> Metin bloğu:
* * * *
Peki yaşil enerji kaynakları ya da yenilenebilir enerji kaynakları nelerdir ve bu soruna bir çözüm olabilirler mi?


YEŞİL ENERJİ KAYNAKLARI: 

Önce yeşil enerji kaynaklarına bir bakalım.
  1. Güneş Enerjisi
  2. Rüzgar Enerjisi
  3. Su potansiyeli ( Barajlar )
  4. Dalgalar
  5. Biyokütle
  6. Jeotermal Enerji
Güneş enerjisi iki şekilde elektrik üretmekte kullanılırlar. İlk ve en eski yöntem aynalar ile güneş ışığını bir noktada toplamak ve bu noktaya büyük bir kazan yerleştirmek suretiyle kazandaki suyun kaynamasını ve buradan elde edilen kızgın buhar ile de türbinleri çevirerek elektrik üretilmesi yöntemidir. Küçük bir büyüteçle bile güneş ışığını bir noktaya odaklamak ve orada özellikle siyah renkli bir cismi yakmak ya da ateş tutuşturmak mümkündür.

İkinci yöntem ise gelişmiş teknoloji ile üretilen güneş panelleri ile güneş enerjisinden düşük akımda da olsa enerji üretmektedir. Bu paneller halen daha gelişme aşamasında olup pahalıdırlar. Güneş arabalarında bu panellerden kullanılmaktadır.

Rüzgar enerjisi yel değirmenlerinden ve yelkenli gemilerden beri insanlar tarafından kullanılıyordu zaten. Burada rüzgar bir türbinin çarklarını döndürür, adeta bir rüzgargülü ya da yel değirmeni gibi. Tabi değirmen taşının yerine bir jenaratör bağlıdır ve rüzgar estikçe elektrik üretebilirsiniz.  Batı ülkelerinde çok sayıda rüzgar türbininden oluşan ve rüzgar tarlası olarak anılan yerler vardır. Yıllık ortalama rüzgar hızı belli bir değerin üzerinde olan yerlerde kurulması ekonomiktir. Bu hız 4,6-6 m/s arasında bir değerdi ancak şu anda tam hatırlamıyorum. Yani rüzgar almayan yerlerde bu enerji kaynağından faydalanılamıyor.
* * * *
> Görevler:
1. Şu üç ifadenin yeşil enerji kaynakları metniyle uyuşup uyuşmadığını belirtin: (a) Güneş panelleri ucuzdur. (b) Batı ülkelerinde rüzgar tarlası olarak anılan yerler vardır. (c) Güneş arabalarında güneş panelleri kullanılır. Her ifade için evet ya da hayır deyin ve metinden belirleyici sözleri aynen aktarın.
2. Yeşil enerji kaynakları metnine son cümlenin ardından devam edin.
* * * *
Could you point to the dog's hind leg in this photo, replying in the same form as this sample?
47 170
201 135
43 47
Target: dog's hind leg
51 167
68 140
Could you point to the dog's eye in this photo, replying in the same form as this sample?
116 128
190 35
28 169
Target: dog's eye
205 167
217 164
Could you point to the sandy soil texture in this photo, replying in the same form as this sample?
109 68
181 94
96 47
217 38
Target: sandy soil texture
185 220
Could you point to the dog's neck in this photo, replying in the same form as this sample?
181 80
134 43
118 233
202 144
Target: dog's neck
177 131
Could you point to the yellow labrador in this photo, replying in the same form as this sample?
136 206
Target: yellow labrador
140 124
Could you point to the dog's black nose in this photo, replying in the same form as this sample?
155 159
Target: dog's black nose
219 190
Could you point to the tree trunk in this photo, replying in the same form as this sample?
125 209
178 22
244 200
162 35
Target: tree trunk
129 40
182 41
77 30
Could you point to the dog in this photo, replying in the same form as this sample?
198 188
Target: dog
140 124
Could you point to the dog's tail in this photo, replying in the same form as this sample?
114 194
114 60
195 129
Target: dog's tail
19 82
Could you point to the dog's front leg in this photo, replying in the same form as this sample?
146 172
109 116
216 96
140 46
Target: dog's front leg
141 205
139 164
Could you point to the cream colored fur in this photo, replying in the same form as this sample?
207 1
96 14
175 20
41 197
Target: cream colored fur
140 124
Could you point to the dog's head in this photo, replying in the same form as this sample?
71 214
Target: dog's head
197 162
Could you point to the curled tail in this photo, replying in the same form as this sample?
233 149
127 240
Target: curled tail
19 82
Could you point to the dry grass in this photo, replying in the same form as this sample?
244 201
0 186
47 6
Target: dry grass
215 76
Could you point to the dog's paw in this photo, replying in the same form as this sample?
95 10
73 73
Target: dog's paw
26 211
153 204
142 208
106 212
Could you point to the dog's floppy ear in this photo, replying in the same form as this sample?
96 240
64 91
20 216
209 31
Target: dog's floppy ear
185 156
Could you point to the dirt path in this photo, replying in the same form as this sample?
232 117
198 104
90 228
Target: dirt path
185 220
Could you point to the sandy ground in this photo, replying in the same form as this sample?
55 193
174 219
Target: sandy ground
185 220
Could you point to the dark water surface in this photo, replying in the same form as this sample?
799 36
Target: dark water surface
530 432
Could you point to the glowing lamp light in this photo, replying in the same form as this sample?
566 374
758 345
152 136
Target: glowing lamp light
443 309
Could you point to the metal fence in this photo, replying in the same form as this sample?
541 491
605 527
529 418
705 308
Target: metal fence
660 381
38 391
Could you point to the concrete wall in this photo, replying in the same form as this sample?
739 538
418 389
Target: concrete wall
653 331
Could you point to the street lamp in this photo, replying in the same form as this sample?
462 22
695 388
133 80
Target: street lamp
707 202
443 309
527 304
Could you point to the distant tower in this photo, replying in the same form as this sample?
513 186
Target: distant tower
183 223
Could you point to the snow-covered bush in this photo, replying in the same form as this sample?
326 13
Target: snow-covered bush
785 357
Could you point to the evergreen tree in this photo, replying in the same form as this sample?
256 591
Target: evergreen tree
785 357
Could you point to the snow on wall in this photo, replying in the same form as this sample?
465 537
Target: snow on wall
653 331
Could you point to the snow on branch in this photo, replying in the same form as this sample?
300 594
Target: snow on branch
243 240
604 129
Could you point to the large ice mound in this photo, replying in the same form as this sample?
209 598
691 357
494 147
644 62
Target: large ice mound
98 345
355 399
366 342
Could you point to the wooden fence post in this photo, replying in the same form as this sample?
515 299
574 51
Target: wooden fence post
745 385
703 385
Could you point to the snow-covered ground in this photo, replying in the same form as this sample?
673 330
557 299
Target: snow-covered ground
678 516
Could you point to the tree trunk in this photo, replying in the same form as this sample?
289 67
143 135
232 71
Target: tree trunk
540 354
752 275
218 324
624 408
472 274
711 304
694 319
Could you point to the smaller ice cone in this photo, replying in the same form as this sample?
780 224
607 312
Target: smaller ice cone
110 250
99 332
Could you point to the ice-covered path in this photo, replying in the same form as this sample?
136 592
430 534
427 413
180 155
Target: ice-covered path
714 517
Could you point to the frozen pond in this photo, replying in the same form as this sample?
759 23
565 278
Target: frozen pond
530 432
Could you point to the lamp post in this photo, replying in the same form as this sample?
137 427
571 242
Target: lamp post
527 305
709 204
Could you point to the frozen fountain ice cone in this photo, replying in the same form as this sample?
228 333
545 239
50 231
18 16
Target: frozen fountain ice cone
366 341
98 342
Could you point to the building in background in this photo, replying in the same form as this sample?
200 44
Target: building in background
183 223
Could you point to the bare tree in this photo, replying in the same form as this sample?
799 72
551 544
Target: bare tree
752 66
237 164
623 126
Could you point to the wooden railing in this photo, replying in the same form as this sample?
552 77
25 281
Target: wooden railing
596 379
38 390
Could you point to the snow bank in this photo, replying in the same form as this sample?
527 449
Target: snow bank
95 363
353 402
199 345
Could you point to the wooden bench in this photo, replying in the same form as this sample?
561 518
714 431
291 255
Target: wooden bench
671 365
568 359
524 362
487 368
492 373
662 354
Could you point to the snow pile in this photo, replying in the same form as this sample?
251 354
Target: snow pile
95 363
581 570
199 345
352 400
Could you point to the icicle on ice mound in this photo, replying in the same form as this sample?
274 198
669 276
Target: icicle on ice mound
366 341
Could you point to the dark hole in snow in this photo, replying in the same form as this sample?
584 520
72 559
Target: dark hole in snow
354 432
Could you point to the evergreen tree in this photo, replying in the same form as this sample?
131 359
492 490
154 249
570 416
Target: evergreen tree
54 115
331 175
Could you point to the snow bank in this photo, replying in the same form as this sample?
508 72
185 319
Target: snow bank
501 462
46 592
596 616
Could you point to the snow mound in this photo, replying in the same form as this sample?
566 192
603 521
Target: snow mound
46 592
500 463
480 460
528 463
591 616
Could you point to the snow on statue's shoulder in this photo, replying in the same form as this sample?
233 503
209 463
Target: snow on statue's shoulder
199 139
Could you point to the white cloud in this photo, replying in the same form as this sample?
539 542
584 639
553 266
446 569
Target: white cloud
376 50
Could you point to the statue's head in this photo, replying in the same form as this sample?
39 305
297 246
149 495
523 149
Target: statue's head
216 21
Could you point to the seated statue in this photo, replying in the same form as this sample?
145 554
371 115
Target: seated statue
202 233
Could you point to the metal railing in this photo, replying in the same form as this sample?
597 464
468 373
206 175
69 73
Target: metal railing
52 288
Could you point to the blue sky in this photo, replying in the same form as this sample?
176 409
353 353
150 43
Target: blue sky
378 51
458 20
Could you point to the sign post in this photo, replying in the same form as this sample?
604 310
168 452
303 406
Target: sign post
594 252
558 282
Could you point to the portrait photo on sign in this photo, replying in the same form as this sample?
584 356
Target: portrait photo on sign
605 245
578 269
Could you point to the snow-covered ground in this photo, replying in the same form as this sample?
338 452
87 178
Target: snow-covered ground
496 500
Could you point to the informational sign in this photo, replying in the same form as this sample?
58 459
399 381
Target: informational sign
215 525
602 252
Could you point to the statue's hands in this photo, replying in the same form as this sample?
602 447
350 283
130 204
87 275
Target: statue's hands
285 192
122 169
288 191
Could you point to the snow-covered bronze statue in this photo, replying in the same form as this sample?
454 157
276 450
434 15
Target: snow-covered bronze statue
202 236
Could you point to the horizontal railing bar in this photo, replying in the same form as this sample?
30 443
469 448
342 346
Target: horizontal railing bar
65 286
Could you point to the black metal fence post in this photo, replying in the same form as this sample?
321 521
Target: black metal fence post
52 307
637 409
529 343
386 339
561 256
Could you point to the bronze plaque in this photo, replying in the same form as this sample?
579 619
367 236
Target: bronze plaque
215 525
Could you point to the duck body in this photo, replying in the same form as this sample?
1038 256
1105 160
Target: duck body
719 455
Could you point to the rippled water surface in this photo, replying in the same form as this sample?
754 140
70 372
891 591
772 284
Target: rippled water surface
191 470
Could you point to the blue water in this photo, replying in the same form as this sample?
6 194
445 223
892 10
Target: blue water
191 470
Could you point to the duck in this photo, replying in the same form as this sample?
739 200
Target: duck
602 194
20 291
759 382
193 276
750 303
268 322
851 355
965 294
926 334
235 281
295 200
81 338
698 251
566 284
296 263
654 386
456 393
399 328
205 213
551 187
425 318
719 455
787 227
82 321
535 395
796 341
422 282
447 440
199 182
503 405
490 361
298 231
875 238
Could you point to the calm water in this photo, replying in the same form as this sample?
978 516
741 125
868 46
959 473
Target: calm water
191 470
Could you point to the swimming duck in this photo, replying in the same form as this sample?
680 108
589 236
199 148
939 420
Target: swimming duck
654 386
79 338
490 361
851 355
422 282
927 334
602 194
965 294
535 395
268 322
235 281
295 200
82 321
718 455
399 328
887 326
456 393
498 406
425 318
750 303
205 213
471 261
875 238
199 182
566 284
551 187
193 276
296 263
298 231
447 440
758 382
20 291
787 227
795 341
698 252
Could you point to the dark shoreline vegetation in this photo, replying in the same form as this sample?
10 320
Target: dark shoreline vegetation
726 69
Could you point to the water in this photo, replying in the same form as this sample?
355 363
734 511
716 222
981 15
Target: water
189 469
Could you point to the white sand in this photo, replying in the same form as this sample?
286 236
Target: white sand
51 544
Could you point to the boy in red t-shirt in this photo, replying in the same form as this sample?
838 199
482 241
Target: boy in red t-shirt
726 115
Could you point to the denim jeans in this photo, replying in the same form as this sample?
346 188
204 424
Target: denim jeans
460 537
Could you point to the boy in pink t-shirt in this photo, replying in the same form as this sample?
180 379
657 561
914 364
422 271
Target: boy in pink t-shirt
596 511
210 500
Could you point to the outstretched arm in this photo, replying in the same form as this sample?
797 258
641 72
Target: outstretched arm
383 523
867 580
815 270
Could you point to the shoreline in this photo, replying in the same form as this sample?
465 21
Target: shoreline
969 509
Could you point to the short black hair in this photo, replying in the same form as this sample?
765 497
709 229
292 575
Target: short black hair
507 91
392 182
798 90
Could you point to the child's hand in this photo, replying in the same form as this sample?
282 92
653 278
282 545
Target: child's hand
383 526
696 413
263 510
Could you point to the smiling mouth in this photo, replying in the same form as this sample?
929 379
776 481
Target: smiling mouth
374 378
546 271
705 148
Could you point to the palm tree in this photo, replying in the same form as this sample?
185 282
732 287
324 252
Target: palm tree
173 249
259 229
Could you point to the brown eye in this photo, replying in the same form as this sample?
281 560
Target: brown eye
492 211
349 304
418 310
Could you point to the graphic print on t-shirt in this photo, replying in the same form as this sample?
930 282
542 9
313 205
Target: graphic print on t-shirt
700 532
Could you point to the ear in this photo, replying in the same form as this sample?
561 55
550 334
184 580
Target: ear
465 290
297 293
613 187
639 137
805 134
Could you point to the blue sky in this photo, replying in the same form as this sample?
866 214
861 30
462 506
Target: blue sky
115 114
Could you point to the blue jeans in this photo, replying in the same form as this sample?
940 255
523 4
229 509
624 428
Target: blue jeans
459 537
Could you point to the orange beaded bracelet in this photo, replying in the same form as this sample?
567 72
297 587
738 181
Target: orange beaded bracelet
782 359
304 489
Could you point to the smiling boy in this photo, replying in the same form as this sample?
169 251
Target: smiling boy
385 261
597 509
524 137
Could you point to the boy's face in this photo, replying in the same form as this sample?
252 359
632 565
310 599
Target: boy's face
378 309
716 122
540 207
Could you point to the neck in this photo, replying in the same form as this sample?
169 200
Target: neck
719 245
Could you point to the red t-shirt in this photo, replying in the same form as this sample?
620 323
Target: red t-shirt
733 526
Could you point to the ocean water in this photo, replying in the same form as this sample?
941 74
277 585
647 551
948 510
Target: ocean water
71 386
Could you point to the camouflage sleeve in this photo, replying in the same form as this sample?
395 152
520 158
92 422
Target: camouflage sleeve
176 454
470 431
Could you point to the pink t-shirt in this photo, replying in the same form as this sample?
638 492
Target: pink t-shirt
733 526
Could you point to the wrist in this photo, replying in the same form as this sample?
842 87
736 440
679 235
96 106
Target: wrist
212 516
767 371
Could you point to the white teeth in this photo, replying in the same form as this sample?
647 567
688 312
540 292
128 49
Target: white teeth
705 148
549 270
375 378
* * * *
> Beklenen yanıtlar:
1.
(a) Hayır: "Bu paneller halen daha gelişme aşamasında olup pahalıdırlar."
(b) Evet: "Batı ülkelerinde çok sayıda rüzgar türbininden oluşan ve rüzgar tarlası olarak anılan yerler vardır."
(c) Evet: "Güneş arabalarında bu panellerden kullanılmaktadır."

2.
Güneş Enerjisi
Su potansiyeli barajlarda ve şelalelerde bulunur. Yüksekten düşen suyun momentumu ile türbinler döner ve elektrik üretilir. Ancak dünyadaki baraj kurulabilecek akarsulardan bu anlamda neredeyse tamamen faydalanılmaktadır. Yeni barajlar kurmak için doğa insanlara çok da fazla yer sağlamamaktadır. Ayrıca baraj altında kalan topraklardan, köylerden, tarlalardan vazgeçmek zorunda kalınmaktadır.

Dalgalardan eneji üretmek de mümkün. Dalgalar rüzgara göre yavaş olabilir ancak çok güçlüdürler. Dalgalar ile çok büyük türbinler döndürülebilir. Denize kıyısı olan ve denizleri dalgalı olan ülkelerde rahatlıkla kullanılabilir. 

Biyokütle genel anlamda biyolojik çöplerdir. Bu çöpler doğrudan yakılabileceği gibi çürürken ürettikleri doğalgaz  boru sistemleri ile toplanarak da enerji üretmekte kullanılabiliyor.

Biyokütle


Jeotermal enerji belli bölgelerde sınırlı miktarda bulunur ve sadece lokal olarak kullanılabilir. 

Tüm bu enerji kaynakları malesef tükenmekte olan enerji kaynaklarımıza alternatif olacak yeterlilikte değildirler. Öncelikle elektrik enejisi depolanabilen bir enerji değildir. Pillerde ve akülerde çok çok düşük miktarlarda depolanabilmektedir ve bu da yeterli değildir. Elektrik enerjisi üretildiği anda tüketilirse ancak ekonomik olmaktadır ve insanlar her gün elektrik enerjisine kesintisiz ihtiyaç duymaktadır.

Güneş enerjisi ile güneşli havalarda eneji üretebilirsiniz. Ancak geceleri güneş yoktur, hatta sabah ve akşama doğru güneş batmadığı halde enerji üretim kapasiteniz düşecektir. Bulutlu havalarda da enerji üretmekte zorluk çekilir. Bu nedenle güneşli havalarda genel tüketime destek olabilirler.

Rüzgar santralleri her ne kadar rüzgarlı bölgelere kurulsa bile rüzgar sürekli esmemektedir. Bazen türbinleri çevirecek kadar hızlı esmez bazen de fırtına şeklinde eser ve türbinler zarar görmemeleri için kilitlenir. Yani rüzgar esmiyorsa ya da şiddetli esiyorsa elektriğiniz yok demektir. Aynı durum dalga için de geçerli. Denizin durgun olduğu zamanlarda enerji üretimi duracaktır.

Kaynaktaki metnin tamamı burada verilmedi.